Text =>
When it comes to women and investing, there are quite a few myths and stereotypes that have been perpetuated through the years. Here we look at what the data really say about female investors.
Women have longer life expectancies, must contend with the gender income gap, and are often in and out of the workforce due to family circumstances. This means that their financial needs can be very different.
And yet there are a number of stereotypes that surround females when it comes to the subject of investing. What we’ve found is that many old beliefs about how women approach investing are just plain untrue. At the same time, many women report that they see room for improvement in their own investing knowledge and savvy.
With that, we look at a few commonly-stated notions about women and investing, and offer a few tips for female investors based on the data.
True or False: Women are risk averse
Research has shown that, yes, women take on less risk than men do when investing, but that’s often because they are in general more level-headed and tend to stay the course regardless of market conditions.
Rather than being risk averse, women are instead risk aware — a positive distinction. This means that women tend to be more meticulous and even calculating in making investment decisions. They have also been shown to be better at matching their expectations with reality — which can make them appear less willing to take risks, but this isn’t actually the case.
True or False: Women aren’t interested in investing
What is true is that the financial industry has a history of targeting males, which can put up barriers to entry and education for women who are, in fact, interested in learning and investing.
The notion that women don’t want to deal with money (or that they are only interested in spending it) is outmoded: 88% of women would like more financial education, and women of all generations said they would like to learn more about how to invest money.
True or False: Having confidence to invest increases with age
Although the Financial Industry Regulatory Corporation (FINRA) found that just 34% of women reported feeling comfortable making investment decisions (compared with 49% of men), it seems investing savvy increases with age: 46% of millennial women say they are well equipped to invest, 52% of Gen X women say the same, 54% of baby boomer females, and 60% of the silent generation.
True or False: Women investors consistently outperform their male counterparts
This study found that women outperform men in generating higher returns on their investments, and that they actually save a higher percentage of their annual income. A number of other studies have found that women on average earn better returns. For example, in 2015 (not a great year for the stock market), women lost an average of 2.5% while men lost an average of 3.8%.

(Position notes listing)
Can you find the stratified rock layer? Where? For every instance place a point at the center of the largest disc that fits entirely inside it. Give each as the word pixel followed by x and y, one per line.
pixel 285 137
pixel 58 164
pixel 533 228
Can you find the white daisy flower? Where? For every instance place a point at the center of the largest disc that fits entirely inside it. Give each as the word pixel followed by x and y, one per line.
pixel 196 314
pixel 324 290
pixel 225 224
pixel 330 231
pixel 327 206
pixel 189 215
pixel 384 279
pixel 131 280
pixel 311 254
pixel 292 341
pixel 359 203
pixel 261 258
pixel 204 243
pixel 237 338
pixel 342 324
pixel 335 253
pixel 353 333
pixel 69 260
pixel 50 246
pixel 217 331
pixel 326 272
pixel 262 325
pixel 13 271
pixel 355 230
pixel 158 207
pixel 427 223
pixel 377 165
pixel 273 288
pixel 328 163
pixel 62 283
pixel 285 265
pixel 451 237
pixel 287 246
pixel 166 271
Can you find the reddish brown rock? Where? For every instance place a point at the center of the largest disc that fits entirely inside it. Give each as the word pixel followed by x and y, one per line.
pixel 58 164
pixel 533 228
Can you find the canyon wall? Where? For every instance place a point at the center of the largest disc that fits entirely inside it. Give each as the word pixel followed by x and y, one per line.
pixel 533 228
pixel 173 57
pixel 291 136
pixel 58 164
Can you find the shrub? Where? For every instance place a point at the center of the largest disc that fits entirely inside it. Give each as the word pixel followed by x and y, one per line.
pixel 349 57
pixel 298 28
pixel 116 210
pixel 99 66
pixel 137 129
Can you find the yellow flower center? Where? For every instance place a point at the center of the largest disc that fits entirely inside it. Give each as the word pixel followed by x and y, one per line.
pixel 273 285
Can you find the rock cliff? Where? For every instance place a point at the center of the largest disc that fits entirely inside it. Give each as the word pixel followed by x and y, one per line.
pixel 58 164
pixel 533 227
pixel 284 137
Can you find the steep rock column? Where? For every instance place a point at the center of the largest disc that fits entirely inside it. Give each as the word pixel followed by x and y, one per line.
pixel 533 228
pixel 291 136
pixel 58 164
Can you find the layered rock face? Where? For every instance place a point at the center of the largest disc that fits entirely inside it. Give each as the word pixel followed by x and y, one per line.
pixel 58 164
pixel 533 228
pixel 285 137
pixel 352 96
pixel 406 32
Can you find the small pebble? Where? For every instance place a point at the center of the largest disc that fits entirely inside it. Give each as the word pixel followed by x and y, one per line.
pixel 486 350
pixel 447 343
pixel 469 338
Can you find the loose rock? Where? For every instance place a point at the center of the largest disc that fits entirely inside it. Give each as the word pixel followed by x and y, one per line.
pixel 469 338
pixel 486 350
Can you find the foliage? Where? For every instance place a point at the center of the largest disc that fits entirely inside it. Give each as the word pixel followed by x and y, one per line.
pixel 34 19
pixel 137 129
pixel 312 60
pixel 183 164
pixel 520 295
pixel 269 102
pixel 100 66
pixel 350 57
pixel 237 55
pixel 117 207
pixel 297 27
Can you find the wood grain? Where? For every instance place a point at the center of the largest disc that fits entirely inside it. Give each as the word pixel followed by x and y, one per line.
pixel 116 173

Tasks to perform =>
1) From the article on women investors, reproduce the passage that begins at the words "True or False: Women aren’t" and stops after the words "to invest money.".
2) Translate this sentence from the article on women investors into Spanish: "Rather than being risk averse, women are instead risk aware — a positive distinction."
This listing was taken from a separate source.

Results of the exercise =>
1)
True or False: Women aren’t interested in investing
What is true is that the financial industry has a history of targeting males, which can put up barriers to entry and education for women who are, in fact, interested in learning and investing.
The notion that women don’t want to deal with money (or that they are only interested in spending it) is outmoded: 88% of women would like more financial education, and women of all generations said they would like to learn more about how to invest money.

2) En lugar de ser reacias al riesgo, las mujeres son, en cambio, conscientes del riesgo — una distinción positiva.